RECORDED INFORMATION:
★ ★ ★ ★ ★ ★ ★

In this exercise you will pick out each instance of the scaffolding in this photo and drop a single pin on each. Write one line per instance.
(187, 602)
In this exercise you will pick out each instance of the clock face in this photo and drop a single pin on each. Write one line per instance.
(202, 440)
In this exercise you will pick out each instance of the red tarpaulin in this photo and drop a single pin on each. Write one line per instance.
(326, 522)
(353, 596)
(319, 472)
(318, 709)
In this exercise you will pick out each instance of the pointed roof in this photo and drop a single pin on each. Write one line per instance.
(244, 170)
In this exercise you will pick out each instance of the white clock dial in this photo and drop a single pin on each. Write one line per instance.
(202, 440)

★ ★ ★ ★ ★ ★ ★

Rewrite all the rows above with "marker" in place of "pin", keeping everything else the same.

WORKED ANSWER:
In this exercise you will pick out each instance of the scaffolding in this photo and drop a single marker on each. Write one line per instance.
(187, 602)
In this exercise you will pick out each instance of the clock face in this photo and drop a single marker on each. Write one line per instance.
(202, 440)
In this exercise you will pick out each instance of the red tarpaulin in this photo and drop a single marker on each. Write one line per instance.
(326, 522)
(353, 596)
(319, 472)
(318, 709)
In this exercise you will pick out each instance of the pointed roof in this photo and drop a single marker on each. Write one line per instance.
(244, 170)
In this exercise you will pick out each instance of the white clock dial in this photo and drop a single marker on each. Write one line per instance.
(202, 440)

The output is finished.